Task directions:
Reproduce each of the items below word for word, leaving nothing out.

Given records:

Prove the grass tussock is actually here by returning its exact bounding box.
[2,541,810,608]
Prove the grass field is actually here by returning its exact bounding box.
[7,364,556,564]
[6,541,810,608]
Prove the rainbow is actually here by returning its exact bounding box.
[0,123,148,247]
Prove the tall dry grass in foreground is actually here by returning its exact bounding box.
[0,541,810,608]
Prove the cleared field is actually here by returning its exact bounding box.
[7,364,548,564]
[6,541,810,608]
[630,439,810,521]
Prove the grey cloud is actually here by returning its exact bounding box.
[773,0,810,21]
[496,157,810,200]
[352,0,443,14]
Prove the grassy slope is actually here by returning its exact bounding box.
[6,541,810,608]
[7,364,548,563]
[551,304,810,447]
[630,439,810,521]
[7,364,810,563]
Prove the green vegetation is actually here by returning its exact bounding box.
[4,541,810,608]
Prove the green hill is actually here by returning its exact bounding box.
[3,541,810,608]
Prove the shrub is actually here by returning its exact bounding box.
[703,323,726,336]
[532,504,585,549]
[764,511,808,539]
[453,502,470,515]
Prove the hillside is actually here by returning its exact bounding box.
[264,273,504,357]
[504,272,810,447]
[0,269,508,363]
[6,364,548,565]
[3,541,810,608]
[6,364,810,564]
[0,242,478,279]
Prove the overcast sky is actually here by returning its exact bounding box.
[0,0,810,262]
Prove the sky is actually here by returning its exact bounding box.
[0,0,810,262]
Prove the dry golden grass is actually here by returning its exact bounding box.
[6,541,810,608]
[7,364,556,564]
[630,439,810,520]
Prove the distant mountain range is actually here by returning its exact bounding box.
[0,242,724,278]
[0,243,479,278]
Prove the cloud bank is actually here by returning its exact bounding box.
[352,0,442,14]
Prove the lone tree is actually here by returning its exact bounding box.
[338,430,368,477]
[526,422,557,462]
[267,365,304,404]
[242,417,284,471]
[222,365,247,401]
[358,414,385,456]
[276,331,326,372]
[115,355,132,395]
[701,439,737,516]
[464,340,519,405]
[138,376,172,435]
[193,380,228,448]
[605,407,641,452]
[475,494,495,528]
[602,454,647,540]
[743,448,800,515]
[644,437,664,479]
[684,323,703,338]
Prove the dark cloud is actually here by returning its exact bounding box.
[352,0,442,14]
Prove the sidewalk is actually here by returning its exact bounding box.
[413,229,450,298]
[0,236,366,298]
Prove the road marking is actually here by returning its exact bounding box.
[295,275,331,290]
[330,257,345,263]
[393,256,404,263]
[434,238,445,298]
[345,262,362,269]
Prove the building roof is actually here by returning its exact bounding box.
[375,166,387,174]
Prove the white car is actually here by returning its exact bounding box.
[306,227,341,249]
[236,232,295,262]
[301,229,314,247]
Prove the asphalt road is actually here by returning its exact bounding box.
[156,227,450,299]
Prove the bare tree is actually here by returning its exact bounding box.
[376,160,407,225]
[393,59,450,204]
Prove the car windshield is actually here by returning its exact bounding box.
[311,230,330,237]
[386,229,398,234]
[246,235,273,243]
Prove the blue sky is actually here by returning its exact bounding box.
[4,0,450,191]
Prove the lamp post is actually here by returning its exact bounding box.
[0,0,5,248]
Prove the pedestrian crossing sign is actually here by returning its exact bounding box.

Exercise solution:
Prove the grass tussock is actually here by returning its exact bounding box.
[2,541,810,608]
Prove the grass field is actually here by returning its exact bounding box.
[7,364,556,564]
[6,541,810,608]
Prove the rainbow is actually here by returning its exact bounding box.
[0,123,148,247]
Prove the tall dry grass in foreground is actually here by returning its exact bounding box.
[0,541,810,608]
Prove the cleared field is actually here by returning its exact bounding box.
[7,364,548,564]
[6,541,810,608]
[630,439,810,521]
Prove the grey cloud is actually here by returning its exact bounding box.
[773,0,810,21]
[496,157,810,200]
[352,0,443,14]
Prove the grassy slope is actually here by returning its exact bounding box.
[6,541,810,608]
[7,364,548,563]
[551,304,810,447]
[630,439,810,521]
[7,364,810,563]
Prove the green vegetation is actually here by returning its exact bounding box.
[4,541,810,608]
Prove the green hill is actually here by returning its exact bounding box.
[3,541,810,608]
Prove the shrub is actually here by returning its exact bounding box.
[703,323,726,336]
[532,504,585,549]
[764,511,808,539]
[453,502,470,515]
Prove the hillside is actually here by returning its exact bounding box.
[264,273,504,357]
[504,272,810,447]
[0,269,508,363]
[6,364,548,565]
[3,541,810,608]
[6,364,810,564]
[0,242,478,279]
Prove the overcast sky is actually here by returning its exact bounding box.
[0,0,810,262]
Prove the sky is actually here by returning its exact bounding box.
[0,0,810,262]
Prove the dry golden grass is actually here by returning its exact bounding box.
[6,541,810,608]
[7,364,556,564]
[630,439,810,520]
Prove the distant mountain range is actually here by returning its exact bounding box.
[0,242,724,278]
[0,243,479,278]
Prove the cloud bank is actually here by returning its exact bounding box.
[352,0,442,14]
Prove the lone tree is actually here by returning its exact bounding box.
[338,430,368,477]
[526,422,557,462]
[267,365,304,404]
[242,417,284,471]
[222,365,247,401]
[358,414,385,456]
[276,331,326,372]
[115,355,132,395]
[701,439,737,516]
[464,340,519,405]
[138,376,172,435]
[193,380,228,448]
[605,407,641,452]
[475,494,495,528]
[602,454,647,540]
[743,448,800,515]
[644,437,664,479]
[684,323,703,338]
Prove the dark cloud is actually here by returning its exact bounding box.
[352,0,442,14]
Prove the sidewalk is actually here by returning its exact bounding box.
[413,229,450,298]
[0,236,366,298]
Prove the road marking is actually here by returning its exact bounding box.
[295,275,331,290]
[330,257,345,263]
[393,256,404,263]
[434,238,445,298]
[345,262,362,269]
Prove the building roof is actually here by returning its exact bounding box.
[375,166,387,174]
Prove the white car is actually here by returning its exact bounding box.
[306,227,341,249]
[236,232,295,262]
[301,229,314,247]
Prove the asphalt road is actually here by returning its exact bounding box.
[156,227,450,299]
Prove the bare tree is actually here by returning its exact bounding box.
[376,160,407,225]
[393,59,450,204]
Prove the car windshield is actually here by returning its exact bounding box.
[311,230,330,237]
[386,229,398,234]
[246,235,273,243]
Prove the blue sky is actually here by returning its exact bounding box.
[4,0,450,191]
Prove the lamp post is actually here by returning its exact bounding box.
[0,0,5,248]
Prove the pedestrian crossing sign is actually here by returning its exact bounding box.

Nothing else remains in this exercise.